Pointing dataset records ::
* * * * *

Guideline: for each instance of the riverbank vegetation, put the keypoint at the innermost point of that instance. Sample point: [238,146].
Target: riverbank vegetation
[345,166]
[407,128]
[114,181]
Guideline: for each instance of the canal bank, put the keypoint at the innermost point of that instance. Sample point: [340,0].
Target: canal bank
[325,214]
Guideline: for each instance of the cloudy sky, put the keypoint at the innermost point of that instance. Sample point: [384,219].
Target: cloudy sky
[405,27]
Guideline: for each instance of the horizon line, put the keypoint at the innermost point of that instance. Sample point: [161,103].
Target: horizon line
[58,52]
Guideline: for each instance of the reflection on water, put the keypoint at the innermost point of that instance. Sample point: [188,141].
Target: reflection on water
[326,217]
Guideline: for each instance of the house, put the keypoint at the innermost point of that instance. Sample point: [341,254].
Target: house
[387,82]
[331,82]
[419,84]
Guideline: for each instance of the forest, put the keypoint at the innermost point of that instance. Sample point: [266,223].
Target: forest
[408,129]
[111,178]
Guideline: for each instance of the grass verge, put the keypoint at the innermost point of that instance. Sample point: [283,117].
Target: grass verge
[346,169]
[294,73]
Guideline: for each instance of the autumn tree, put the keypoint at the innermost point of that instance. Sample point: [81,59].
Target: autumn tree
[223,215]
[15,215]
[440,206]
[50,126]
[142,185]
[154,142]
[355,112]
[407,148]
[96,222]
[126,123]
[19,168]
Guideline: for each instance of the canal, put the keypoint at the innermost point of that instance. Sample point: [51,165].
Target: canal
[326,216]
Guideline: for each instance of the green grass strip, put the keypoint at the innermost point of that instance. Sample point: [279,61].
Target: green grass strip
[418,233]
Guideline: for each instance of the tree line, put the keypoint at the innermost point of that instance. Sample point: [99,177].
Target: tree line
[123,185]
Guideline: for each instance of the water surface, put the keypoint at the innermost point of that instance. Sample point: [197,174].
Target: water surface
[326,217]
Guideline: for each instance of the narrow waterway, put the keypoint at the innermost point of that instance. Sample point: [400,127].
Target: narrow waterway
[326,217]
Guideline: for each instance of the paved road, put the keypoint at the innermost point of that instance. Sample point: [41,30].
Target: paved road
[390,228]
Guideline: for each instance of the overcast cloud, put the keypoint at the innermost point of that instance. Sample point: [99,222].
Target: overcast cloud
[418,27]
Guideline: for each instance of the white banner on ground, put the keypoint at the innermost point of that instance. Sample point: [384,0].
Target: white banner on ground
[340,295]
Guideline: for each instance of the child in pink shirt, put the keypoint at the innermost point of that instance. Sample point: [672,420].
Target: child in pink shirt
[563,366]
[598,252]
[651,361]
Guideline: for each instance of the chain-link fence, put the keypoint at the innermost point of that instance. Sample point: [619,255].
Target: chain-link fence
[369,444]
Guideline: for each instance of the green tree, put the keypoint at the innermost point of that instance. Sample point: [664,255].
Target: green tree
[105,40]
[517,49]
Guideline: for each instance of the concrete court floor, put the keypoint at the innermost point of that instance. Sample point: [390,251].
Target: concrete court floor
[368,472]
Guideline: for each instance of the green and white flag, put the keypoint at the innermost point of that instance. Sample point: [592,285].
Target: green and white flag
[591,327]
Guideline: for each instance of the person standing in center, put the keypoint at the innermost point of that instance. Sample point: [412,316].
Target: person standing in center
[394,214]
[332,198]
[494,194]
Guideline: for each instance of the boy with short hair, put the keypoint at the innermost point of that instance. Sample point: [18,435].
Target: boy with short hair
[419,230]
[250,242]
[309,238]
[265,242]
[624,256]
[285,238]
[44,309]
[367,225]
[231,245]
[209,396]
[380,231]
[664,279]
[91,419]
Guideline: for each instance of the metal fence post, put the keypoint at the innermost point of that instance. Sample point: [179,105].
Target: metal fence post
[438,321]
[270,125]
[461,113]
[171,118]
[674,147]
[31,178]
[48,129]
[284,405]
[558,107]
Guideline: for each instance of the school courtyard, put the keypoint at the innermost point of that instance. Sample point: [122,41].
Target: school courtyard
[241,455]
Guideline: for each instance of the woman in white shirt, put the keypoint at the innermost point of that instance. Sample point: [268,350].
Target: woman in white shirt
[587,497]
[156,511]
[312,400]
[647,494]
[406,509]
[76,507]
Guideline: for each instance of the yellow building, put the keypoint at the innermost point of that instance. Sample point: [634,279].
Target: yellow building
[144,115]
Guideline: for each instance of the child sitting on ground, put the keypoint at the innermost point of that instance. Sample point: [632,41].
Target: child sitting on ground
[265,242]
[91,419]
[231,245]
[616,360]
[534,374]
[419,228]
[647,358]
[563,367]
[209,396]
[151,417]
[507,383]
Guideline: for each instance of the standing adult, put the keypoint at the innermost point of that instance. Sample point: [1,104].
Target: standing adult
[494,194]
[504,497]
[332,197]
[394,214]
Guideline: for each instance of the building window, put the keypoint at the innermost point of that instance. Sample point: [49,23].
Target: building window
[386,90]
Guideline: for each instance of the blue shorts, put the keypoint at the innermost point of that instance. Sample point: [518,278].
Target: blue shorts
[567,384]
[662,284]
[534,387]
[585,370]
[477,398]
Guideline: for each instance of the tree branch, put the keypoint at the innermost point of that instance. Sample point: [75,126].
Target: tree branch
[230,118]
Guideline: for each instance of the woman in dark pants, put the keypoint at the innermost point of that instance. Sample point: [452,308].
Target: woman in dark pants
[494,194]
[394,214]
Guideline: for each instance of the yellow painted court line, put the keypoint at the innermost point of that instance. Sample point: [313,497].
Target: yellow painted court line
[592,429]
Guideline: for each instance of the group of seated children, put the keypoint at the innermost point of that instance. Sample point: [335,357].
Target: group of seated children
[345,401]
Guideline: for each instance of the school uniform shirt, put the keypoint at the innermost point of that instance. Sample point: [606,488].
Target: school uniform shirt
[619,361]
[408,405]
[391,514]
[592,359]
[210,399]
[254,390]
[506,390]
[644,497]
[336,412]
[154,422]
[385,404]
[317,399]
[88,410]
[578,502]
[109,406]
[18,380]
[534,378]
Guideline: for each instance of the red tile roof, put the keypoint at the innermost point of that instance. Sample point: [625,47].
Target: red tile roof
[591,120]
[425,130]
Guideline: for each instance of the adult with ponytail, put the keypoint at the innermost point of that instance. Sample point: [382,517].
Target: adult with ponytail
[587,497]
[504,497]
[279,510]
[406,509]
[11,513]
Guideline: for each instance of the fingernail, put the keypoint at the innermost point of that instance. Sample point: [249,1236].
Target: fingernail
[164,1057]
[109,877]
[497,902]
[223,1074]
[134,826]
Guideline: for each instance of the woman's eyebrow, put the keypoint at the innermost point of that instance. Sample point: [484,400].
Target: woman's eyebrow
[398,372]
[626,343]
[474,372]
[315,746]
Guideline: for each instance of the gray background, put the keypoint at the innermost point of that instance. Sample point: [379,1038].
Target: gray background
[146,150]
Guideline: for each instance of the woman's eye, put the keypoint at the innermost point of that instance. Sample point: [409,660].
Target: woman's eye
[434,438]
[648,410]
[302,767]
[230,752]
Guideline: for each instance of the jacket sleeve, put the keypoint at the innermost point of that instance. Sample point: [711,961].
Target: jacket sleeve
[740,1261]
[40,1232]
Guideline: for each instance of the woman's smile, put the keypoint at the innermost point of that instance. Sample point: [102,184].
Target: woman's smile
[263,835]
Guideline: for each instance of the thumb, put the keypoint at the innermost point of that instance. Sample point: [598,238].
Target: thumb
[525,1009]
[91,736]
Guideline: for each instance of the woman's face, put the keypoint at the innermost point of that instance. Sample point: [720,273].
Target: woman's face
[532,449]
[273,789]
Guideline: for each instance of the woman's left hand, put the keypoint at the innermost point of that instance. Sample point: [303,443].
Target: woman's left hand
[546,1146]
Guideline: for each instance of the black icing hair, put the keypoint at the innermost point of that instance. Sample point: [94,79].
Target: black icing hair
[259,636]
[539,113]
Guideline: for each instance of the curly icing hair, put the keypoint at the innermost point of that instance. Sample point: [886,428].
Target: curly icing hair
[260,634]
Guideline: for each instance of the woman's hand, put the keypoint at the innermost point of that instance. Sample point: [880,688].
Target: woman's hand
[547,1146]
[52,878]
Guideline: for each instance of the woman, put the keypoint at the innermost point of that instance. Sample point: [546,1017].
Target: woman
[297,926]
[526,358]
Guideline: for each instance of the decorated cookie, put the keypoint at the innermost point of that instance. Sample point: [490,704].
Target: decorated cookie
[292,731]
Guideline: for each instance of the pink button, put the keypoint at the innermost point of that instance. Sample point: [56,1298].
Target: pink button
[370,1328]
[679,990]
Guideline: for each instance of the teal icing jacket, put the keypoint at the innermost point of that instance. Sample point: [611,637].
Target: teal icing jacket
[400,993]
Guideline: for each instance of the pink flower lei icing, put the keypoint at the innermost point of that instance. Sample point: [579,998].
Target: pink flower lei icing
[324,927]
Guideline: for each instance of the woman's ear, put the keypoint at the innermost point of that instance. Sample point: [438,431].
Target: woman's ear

* * * * *

Stated goal :: Beginning at the line that holds "Guideline: for each instance of the decorated", reproduce each line of the records above down to and including the last one.

Task answer ::
Guideline: for each instance of the decorated cookie, put the keypoint at the innermost point of that instance. Sample point: [490,704].
Target: decorated cookie
[292,731]
Guideline: for each instance of the pink button, put the keypoint at the innermost point of that instance. Sample point: [56,1298].
Target: pink button
[370,1328]
[679,990]
Guideline: for each instance of the teal icing jacket, put the keypoint at the innermost point of that instance. Sample point: [611,637].
Target: teal icing jacket
[400,993]
Guideline: for each instance of the pink flower lei icing, put the keypoint at the innermost point of that instance. Sample point: [579,998].
Target: pink flower lei icing
[324,927]
Guideline: for each instance of the woman's ear, put the keypoint at the innermost point of that instance. Sample point: [438,431].
Target: woman's ear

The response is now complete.